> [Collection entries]
-- BEGIN --

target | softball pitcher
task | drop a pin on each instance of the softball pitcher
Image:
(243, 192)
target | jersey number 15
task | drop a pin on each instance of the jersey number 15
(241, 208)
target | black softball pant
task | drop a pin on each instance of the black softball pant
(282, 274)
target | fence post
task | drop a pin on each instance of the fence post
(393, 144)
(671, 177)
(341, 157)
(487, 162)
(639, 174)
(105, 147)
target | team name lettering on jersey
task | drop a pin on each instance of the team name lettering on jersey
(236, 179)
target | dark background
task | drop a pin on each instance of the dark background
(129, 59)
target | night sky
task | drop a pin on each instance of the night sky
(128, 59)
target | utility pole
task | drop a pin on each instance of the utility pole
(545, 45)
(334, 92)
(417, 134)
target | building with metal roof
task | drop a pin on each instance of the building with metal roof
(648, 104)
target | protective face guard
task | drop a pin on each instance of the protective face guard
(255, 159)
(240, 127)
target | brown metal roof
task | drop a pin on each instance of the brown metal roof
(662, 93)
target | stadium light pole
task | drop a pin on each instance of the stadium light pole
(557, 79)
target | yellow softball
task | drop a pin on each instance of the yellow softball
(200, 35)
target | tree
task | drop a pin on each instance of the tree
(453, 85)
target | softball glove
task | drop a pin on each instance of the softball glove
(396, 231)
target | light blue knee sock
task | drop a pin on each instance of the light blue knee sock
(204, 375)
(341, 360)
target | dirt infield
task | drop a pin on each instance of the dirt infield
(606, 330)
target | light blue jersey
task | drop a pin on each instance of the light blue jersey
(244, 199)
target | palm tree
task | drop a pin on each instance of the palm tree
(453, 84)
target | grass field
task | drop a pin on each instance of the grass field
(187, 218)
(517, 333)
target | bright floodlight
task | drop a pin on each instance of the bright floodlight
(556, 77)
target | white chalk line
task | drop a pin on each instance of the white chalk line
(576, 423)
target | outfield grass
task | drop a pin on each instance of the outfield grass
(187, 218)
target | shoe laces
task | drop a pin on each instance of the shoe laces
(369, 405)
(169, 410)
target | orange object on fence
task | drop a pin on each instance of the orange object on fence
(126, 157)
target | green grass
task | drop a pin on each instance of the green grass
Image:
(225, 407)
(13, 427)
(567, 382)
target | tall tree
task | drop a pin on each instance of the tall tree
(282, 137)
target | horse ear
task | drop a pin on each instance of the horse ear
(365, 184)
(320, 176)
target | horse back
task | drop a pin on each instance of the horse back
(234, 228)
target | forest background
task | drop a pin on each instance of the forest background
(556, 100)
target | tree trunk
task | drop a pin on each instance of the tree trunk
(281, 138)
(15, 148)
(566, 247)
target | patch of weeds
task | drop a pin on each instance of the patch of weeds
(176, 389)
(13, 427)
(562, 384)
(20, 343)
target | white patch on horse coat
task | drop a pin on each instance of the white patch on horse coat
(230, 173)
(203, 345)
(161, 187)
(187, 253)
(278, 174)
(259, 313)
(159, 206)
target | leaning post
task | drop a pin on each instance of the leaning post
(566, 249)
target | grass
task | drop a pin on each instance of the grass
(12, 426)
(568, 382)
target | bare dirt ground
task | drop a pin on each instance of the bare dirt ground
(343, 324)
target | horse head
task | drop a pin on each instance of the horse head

-- END --

> [What needs to be done]
Give the lines exactly as they stand, from the line with "target | orange object on fence" through the end of the material.

> [Output of the exercise]
target | orange object on fence
task | drop a pin on each instance of the orange object on fence
(126, 157)
target | green grass
task | drop a pin on each instance of the green grass
Image:
(225, 407)
(13, 427)
(567, 382)
target | tall tree
task | drop a pin on each instance of the tall tree
(282, 137)
target | horse ear
task | drop a pin on each instance of the horse ear
(365, 184)
(320, 176)
target | horse back
task | drop a pin on each instance of the horse back
(234, 228)
target | forest background
task | drop a pin on each instance of the forest background
(556, 100)
target | tree trunk
task | drop a pin on each instance of the tree trunk
(281, 138)
(15, 148)
(566, 247)
target | patch of weeds
task | drop a pin on each instance of the patch of weeds
(176, 389)
(13, 427)
(562, 384)
(20, 343)
target | white patch on horse coat
task | drop a pin on each instance of the white patch on horse coat
(230, 173)
(203, 345)
(161, 187)
(187, 253)
(278, 174)
(259, 313)
(159, 206)
target | leaning post
task | drop a pin on each instance of the leaning post
(566, 249)
target | grass
task | drop a pin on each instance of the grass
(12, 426)
(568, 382)
target | bare dirt ground
task | drop a pin on each instance of the bare dirt ground
(343, 324)
target | horse head
task | drop a pin on each instance of the horse head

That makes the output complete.